Given text
----

Re: [petsc-users] Parallel TS for ODE

Francesco Brarda Tue, 20 Apr 2021 10:17:24 -0700

Thank you for the advices, I would just like to convert the code I already have 
to see what might happen once parallelized.
Do you think it is better to put the 3 equations into a 1d Distributed Array 
with 3 dofs and run the job with multiple procs regardless of how many 
equations I have? Is it possible?


Thank you,
Francesco

> Il giorno 20 apr 2021, alle ore 17:57, Stefano Zampini 
> <[email protected]> ha scritto:
> 
> It does not make sense to parallelize to 1 equation per process, unless that 
> single equation per process is super super super costly.
> Is this work you are doing used to understand PETSc parallelization strategy? 
> if so, there are multiple examples in the sourcetree that you can look at to 
> populate matrices and vectors in parallel
> 
> Il giorno mar 20 apr 2021 alle ore 17:52 Francesco Brarda 
> <[email protected] <mailto:[email protected]>> ha scritto:
> In principle the entire code was for 1 proc only. The functions were built 
> with VecGetArray(). While adapting the code for multiple procs I thought 
> using VecGetOwnershipRange was a possible way to allocate the equations in 
> the vector using multiple procs. What do you think, please? 
> 
> Thank you,
> Francesco
> 
>> Il giorno 20 apr 2021, alle ore 16:43, Matthew Knepley <[email protected] 
>> <mailto:[email protected]>> ha scritto:
>> 
>> On Tue, Apr 20, 2021 at 10:41 AM Francesco Brarda <[email protected] 
>> <mailto:[email protected]>> wrote:
>> I was trying to follow Barry's advice some time ago, but I guess that's not 
>> the way he meant it. How should I refer to the values contained in x? With 
>> Distributed Arrays?
>> 
>> That is how you get values from x. However, I cannot understand at all what 
>> you are doing with "mybase".
>> 
>>    Matt
>>  
>> Thanks 
>> Francesco
>> 
>>>>  Even though it will not scale and will deliver slower performance it is 
>>>> completely possible for you to solve the 3 variable problem using 3 MPI 
>>>> ranks. Or 10 mpi ranks. You would just create vectors/matrices with 1 
>>>> degree of freedom for the first three ranks and no degrees of freedom for 
>>>> the later ranks. During your function evaluation (and Jacobian evaluation)

----

Data shown

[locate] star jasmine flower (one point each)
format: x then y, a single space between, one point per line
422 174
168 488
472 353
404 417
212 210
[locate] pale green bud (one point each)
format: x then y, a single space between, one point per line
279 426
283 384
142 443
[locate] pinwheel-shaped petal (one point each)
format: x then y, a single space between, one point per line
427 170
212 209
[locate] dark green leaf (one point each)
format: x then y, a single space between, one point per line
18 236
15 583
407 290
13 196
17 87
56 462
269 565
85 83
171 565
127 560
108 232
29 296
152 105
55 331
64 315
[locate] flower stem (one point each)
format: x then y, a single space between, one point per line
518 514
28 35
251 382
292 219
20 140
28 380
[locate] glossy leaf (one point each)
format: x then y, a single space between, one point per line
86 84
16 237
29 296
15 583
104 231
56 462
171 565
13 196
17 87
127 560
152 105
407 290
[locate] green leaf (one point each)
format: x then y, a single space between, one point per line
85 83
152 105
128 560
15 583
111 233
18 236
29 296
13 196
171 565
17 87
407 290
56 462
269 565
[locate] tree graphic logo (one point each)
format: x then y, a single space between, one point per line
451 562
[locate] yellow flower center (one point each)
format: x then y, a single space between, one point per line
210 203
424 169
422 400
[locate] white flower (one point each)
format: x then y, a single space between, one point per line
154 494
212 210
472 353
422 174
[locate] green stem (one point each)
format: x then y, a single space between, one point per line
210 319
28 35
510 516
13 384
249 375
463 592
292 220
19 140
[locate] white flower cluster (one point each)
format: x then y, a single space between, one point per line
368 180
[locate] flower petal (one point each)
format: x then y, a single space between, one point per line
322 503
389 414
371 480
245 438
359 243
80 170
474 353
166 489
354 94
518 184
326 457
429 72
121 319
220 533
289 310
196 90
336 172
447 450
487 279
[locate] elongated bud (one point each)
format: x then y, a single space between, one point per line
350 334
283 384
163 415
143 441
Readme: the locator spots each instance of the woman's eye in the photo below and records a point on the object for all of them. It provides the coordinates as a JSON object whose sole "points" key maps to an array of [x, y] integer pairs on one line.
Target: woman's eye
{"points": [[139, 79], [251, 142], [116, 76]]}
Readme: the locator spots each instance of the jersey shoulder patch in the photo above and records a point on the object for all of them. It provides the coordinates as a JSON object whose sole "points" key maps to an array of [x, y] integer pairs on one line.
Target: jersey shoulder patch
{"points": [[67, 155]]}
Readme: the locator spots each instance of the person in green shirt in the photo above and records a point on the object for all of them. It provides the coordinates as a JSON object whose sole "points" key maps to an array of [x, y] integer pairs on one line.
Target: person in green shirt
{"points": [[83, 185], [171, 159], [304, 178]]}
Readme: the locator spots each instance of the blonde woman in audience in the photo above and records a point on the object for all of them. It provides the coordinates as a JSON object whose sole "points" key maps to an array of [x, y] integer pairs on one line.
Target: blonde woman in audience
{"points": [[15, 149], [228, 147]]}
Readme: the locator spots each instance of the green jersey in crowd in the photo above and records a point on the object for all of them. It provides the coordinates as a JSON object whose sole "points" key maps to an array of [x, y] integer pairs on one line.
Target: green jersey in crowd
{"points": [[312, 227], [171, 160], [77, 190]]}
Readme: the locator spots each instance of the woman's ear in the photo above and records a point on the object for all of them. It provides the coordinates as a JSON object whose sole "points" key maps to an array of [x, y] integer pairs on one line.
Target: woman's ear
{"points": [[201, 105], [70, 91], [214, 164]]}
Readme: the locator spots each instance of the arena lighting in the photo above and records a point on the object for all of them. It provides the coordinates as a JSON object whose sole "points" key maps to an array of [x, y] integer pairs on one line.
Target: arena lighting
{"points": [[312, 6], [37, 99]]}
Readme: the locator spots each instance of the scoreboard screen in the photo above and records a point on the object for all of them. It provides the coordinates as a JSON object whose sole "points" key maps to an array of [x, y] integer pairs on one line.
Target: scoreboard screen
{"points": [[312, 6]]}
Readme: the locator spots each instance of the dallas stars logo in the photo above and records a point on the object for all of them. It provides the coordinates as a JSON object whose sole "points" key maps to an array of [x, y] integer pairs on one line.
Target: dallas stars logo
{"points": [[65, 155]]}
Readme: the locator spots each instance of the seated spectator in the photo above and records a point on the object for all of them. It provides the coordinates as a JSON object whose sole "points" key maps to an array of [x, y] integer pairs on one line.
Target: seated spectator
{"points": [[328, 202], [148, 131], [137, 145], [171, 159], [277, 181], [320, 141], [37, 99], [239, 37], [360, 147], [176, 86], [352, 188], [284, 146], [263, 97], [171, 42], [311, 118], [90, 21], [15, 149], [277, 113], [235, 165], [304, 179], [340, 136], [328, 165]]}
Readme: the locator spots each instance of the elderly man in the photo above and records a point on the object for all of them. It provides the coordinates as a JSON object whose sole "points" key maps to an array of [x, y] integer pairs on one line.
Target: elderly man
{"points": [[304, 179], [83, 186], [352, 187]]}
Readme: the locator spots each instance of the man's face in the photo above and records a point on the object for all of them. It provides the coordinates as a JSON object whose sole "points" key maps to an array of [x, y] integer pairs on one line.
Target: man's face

----

Please print everything from "Thank you for" down to "Is it possible?" in the PETSc mailing list thread above, word for word.

Solution for this task
Thank you for the advices, I would just like to convert the code I already have 
to see what might happen once parallelized.
Do you think it is better to put the 3 equations into a 1d Distributed Array 
with 3 dofs and run the job with multiple procs regardless of how many 
equations I have? Is it possible?